» Excerpted passage
Washington County Picture Page
Many Distinguished Guests Stopped at West
Alexander Inn, in Days Long Gone.
Picture
The following, from The Pittsburg Leader, will be read with interest, by many
Washington county people.
To spend a few hours in West Alexander is like pushing back the screen dividing
the present from a bygone time. The little town is heavy with an historical atmosphere
and almost every corner presents some landmark vividly recalling the scene and
incidents of three-quarters of a century ago.
The community lies along dividing road known as the National Pike.
To anyone at all conversant with his country's history, this old road lately swarms
with ghosts, not scary ones flitting around in sheets, and omitting sepulchral
howls, but the figures of quaintly clad, serious faced men who came and went through
the town on errands which had much to do with molding the history of the
country.
The world was very much younger in those days than is presented by the
mere lapse of years. It was the day of the stage coach and relay house, when railroads
were yet feebly crawling in their infancy, and when the wildest dreamer had never
thought of the telegraph or telephone.
West Alexander then gained its only communication with the outer world by means
of the stage coaches and post riders who came laboriously pounding on
steaming horses into town, only to start again as soon as an exchange of animals
could be effected.
Down the pike, almost at the extreme southern end of the town stands an old
building which has weathered the storms of winter and summer for more that a century.
It is called the Lawson house, and is today one of the best examples of the
old-time tavern to be found anywhere in this state. It has sheltered at
different times a number of the presidents and many of the prominent statesmen
of this country.
An immense hall runs through the front building, and gives access to many rooms
on either side, while a wide staircase lead to the upper floor. On the first floor,
at the southern end, the first to be reached by the old coaches coming in from
Wheeling is the tavern office. The room is long and narrow, and looks like a picture
taken from an old book. As you enter the door a long desk, which more resembles a hotel
bar, faces you. It is primitively made, and whatever may have been its use long
ago, it now bears nothing more exhilarating or intoxicating that a tumbled confusion
of old newspapers, farm journals and calendars, behind it are rows of pegs and
books on which the top hats and riding cloaks of the old guests used to hang while
their owners were refreshing themselves, against the toll of the next stage of their
journey. Along the wall, on the same side of the room runs a long, low settee or
old-fashioned bench, reaching close up to the mammoth fireplace which almost fills
the southern end of the room. One can almost hear the snap and crackle of the
high-leaping flames as they pile on fresh wood to warm the shivering travelers,
and there was room at the fireplace for more than one man to stand close in to
the fire if he happened to be particularly cold blooded, or was cheery of sharing
the heat with his neighbors seated in front. There is an old-fashioned wooden
mantelshelf, which is now almost black from age and the smoke of countless fires.
The Old Register.
On the side opposite to the old bar is now a little square deal table and here,
if you know where to look for it, may be found the hotel register, a volume
about as large as a school girl's diary, but not as ornamentally bound. On one side
of the fireplace is a washstand, and on the other a table where you can lay your
coat or hat, if you want to.

» Challenge
Continue the account of the old Lawson house tavern in West Alexander from the point where it stops.

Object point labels
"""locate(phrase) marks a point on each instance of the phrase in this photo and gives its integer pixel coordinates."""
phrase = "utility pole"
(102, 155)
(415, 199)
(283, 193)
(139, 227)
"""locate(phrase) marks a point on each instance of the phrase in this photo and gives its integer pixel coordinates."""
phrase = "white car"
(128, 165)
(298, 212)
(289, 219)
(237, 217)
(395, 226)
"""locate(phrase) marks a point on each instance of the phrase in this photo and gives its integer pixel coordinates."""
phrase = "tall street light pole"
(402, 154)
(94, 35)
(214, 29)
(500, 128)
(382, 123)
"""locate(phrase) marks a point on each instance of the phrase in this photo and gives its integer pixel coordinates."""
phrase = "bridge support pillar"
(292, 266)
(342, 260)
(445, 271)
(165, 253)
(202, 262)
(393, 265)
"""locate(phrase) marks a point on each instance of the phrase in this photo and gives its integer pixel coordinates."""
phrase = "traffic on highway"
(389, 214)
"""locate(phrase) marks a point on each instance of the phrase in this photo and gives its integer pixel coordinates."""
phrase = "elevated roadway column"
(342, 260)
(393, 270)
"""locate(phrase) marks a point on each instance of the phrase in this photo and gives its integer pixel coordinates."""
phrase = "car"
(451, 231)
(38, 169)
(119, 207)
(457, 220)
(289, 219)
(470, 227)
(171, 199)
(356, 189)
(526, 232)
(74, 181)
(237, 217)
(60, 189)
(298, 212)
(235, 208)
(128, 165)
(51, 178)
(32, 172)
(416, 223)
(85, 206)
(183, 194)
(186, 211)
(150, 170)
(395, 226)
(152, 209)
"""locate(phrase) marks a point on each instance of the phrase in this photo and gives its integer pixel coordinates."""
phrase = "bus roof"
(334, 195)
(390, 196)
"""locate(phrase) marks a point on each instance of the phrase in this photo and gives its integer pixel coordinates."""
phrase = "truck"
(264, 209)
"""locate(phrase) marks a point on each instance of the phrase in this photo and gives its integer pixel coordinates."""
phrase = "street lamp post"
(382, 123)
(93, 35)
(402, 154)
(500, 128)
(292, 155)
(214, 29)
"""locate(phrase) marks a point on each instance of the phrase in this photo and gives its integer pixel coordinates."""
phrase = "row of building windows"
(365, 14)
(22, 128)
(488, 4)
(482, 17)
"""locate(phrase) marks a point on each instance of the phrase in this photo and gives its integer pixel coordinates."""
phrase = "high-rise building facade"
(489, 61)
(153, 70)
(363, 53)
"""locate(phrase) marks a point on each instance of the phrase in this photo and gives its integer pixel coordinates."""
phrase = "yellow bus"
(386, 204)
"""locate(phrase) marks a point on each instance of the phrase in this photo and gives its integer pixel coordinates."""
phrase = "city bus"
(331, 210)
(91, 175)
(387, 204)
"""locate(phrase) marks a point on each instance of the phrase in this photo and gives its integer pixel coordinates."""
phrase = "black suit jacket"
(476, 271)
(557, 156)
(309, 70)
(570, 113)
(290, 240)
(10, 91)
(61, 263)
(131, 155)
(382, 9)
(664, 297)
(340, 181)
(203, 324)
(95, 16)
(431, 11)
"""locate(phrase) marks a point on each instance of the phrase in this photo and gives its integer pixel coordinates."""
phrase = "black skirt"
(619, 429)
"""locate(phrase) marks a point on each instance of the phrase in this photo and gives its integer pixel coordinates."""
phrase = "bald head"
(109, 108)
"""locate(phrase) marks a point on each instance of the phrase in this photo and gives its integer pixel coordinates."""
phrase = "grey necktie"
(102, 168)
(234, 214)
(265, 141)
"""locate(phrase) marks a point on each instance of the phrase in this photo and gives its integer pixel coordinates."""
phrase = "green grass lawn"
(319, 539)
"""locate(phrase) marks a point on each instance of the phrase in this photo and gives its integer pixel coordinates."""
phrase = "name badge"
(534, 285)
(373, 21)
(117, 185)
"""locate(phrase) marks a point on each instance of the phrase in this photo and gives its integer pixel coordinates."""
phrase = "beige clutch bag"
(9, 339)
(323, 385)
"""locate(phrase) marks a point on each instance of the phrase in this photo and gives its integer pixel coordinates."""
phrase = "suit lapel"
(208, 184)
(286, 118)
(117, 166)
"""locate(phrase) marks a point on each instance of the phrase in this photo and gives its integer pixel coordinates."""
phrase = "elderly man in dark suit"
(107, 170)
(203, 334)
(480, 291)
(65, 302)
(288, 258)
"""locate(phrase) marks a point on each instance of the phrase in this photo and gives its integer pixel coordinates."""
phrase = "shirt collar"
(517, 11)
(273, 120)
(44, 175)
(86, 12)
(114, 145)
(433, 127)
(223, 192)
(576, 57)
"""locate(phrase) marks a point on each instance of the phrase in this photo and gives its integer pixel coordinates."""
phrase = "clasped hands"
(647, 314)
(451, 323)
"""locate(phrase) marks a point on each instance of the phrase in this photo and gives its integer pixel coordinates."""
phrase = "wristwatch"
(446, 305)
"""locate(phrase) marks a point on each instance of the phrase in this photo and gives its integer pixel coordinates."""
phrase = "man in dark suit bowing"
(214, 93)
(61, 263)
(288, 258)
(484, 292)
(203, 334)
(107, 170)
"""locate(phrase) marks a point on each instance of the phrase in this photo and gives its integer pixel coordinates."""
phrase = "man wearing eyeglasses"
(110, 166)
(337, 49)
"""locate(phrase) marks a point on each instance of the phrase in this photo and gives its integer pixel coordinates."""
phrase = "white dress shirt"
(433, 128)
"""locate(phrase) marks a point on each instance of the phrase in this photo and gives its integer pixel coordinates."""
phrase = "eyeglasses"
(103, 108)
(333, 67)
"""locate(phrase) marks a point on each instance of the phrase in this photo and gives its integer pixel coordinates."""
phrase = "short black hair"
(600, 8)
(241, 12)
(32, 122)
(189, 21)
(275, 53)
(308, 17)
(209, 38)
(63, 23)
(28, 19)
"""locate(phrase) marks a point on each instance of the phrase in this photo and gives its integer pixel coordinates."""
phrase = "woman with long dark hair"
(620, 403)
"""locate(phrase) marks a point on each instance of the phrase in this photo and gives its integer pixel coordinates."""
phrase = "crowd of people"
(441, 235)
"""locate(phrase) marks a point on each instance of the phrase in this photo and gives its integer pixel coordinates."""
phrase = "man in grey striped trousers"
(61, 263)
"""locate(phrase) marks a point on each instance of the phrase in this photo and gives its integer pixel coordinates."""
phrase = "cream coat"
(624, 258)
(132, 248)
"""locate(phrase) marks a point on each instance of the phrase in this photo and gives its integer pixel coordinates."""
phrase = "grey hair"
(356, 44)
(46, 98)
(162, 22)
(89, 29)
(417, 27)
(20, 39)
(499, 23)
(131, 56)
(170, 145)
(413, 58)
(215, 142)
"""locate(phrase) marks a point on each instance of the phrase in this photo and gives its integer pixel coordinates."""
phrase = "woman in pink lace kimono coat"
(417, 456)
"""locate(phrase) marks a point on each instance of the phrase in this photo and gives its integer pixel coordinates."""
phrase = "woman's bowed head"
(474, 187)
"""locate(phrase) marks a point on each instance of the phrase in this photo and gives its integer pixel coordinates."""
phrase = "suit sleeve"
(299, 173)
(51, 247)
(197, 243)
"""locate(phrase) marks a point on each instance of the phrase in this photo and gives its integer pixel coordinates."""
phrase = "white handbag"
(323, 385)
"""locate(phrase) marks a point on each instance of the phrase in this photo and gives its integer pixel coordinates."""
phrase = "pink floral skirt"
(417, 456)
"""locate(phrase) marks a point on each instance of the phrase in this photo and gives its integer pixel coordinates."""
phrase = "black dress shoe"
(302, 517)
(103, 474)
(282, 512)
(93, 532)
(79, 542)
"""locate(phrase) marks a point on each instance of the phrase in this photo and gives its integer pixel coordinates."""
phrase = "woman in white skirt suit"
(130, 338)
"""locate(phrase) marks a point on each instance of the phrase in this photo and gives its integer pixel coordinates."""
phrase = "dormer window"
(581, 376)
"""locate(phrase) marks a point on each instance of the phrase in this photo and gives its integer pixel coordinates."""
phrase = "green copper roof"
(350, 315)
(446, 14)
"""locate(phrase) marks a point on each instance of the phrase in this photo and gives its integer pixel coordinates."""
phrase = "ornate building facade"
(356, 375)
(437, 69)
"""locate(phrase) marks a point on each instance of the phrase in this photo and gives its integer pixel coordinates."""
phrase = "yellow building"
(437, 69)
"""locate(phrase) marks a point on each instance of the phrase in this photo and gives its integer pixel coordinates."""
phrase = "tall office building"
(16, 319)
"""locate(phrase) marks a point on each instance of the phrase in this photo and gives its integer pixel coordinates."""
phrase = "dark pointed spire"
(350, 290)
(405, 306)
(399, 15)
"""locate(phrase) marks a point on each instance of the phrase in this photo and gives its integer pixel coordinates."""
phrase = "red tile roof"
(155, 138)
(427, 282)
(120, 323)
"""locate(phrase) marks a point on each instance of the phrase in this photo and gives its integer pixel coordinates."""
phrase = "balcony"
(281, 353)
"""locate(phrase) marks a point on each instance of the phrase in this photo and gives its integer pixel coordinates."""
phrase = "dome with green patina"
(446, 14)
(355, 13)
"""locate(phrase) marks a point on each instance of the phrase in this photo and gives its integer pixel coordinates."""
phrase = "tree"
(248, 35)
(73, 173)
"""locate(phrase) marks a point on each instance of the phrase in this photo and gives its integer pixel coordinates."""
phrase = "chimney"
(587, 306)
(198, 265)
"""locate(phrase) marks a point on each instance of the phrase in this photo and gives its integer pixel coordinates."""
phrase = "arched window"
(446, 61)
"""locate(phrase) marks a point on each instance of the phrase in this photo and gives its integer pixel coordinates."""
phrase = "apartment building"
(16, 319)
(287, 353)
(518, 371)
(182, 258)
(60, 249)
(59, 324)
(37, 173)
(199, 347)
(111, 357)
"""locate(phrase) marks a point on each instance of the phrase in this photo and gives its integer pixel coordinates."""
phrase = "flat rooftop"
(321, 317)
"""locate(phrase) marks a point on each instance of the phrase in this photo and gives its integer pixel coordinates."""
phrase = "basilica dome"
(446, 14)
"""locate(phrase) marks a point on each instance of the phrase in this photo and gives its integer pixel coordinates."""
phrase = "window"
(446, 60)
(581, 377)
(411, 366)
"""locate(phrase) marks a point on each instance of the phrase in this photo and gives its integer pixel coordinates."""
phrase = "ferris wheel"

» Answer for the task
The fine old fireplace is no longer used, its place having been usurped by a
small iron stove, constructed something on the plan of a barrel organ. It has a crank
at one side, and when you want to stir up the fire or rattle out the ashes, just
turn the crank, and maybe it will work.
At different times the old hostelry has entertained very distinguished guests
among them being Lafayette, Andrew Jackson, Henry Clay, General Zachary Taylor and
Daniel Webster and President Polk. Not all of these spent a night under its
hospitable roof, but they stopped at the tavern with their coach and partook of
refreshments, if it consisted of nothing more that a cup of coffee or some hot
beverage handed in through the porch window, while the horses were being changed.
Remembers Polk's Visit.
There were two lines of coaches, which made the trips from Wheeling to Cumberland,
the "Good Intent" and the "National." They were owned by different companies,
but were identical in pattern and mode of operation. The coach of those days was a
big cumbersome creation like an ark, very deep and long in the body. It was hung
by big straps from huge springs at the four corners and was wonderfully superior
to horseback riding as a means of stirring up the system and toning up the appetite.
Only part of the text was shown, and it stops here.